▶ [EXERCICE ÉCRIT 1] D'après l'article sur l'association et l'organisation, de quoi dépend la puissance d'une association ?
▶ [EXERCICE ÉCRIT 2] Rédigez la suite de l'article sur l'association et l'organisation en reprenant après sa dernière phrase.

La Presse Anarchiste

Association, Organisation

« Pro­pa­gande indi­vi­duelle, ini­tia­tive, lutte contre les majo­ri­tés » ont été, jusqu’ici, des axiomes anar­chistes qui res­tent vrais tant qu’on ne les pousse pas à l’extrême.

Il est, et reste hors de doute que si la majo­ri­té opprime l’individu, empêche son déve­lop­pe­ment, celui-ci a le droit de se révol­ter contre elle. Il n’est pas moins vrai qu’il est absurde d’attendre d’être écou­té des majo­ri­tés pour ten­ter la réa­li­sa­tion de ce que l’on croit juste ; qu’il est tou­jours bon que quelques-uns se mettent à l’œuvre si on veut entraî­ner les autres.

Mais il n’en reste pas moins vrai non plus que, lorsqu’il s’agit de trans­for­mer tout un état social, les efforts indi­vi­duels seront impuis­sants, s’ils per­sistent à s’exercer iso­lé­ment. Pour lut­ter contre un pou­voir éta­bli, ayant à son ser­vice toutes les forces sociales, il faut l’association de forces nom­breuses pour l’ébranler. Plus l’association englo­be­ra d’adhérents, plus elle sera puis­sante, et plus elle aura de chances de se faire craindre, et, par là, de se faire écouter.

Regar­dons autour de nous. Ce sont les inté­rêts qui ont su se grou­per et faire corps qui imposent leurs solu­tions. Non pas seule­ment, comme seront ten­tés de répondre nombre d’anarchistes, voire de socia­listes, parce que ces grou­pe­ments repré­sentent des inté­rêts capi­ta­listes, mais, sur­tout, parce que grou­pés, fai­sant bloc, et pré­sen­tant ain­si une force irré­sis­tible du fait de leur groupement.

▶ [EXTRAIT DE DONNÉES]
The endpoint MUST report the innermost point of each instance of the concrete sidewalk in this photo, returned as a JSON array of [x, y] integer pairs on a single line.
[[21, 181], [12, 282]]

▶ [RÉPONSE 1] Elle dépend du nombre de ses adhérents : plus l'association en englobe, plus elle est puissante.

▶ [RÉPONSE 2]
Pre­nons, par exemple, la ques­tion du « libre-échange ». Même les capi­ta­listes sont divi­sés là-des­sus. Libre-échange ou pro­tec­tion n’infirment en rien l’exploitation. Il est même cer­tain que le « Pro­tec­tion­nisme » ne pro­fite qu’à une très petite caté­go­rie d’individus, que la plus grande par­tie des capi­ta­listes peuvent se pas­ser de ce moyen d’extorsion, sans comp­ter les trente et quelques mil­lions de consom­ma­teurs direc­te­ment inté­res­sés à ce que les objets de consom­ma­tion rentrent en France, libres de « droits », et n’ayant rien à gagner à ce qu’il y en ait d’imposés.

Cepen­dant, jusqu’ici, c’est le « pro­tec­tion­nisme » qui nous régit. Tout sim­ple­ment parce que les pro­tec­tion­nistes ont su faire corps et impo­ser leurs vues — aidés en cela, il est vrai, par la com­pli­ci­té ou l’imbécillité des corps élus — tan­dis que ceux qui sont volés comme dans un bois par ce sys­tème, et qui pour­tant sont la majo­ri­té, une énorme majo­ri­té, res­tent impuis­sants à se défendre, parce qu’ils res­tent iso­lés. Ils ne sont qu’une pous­sière, j’allais dire, de pro­tes­ta­taires. Ils sont même trop bêtes pour protester !

Il existe bien une « Ligue du Libre-échange », qui fait ce qu’elle petit pour lut­ter contre la bande de bri­gands qui met en coupe réglée le consom­ma­teur fran­çais, mais le peu qu’elle fait est impuis­sant à empê­cher le mal, parce que, au lieu de grou­per les trente et quelques mil­lions d’intéressés, elle n’en groupe qu’un nombre infime.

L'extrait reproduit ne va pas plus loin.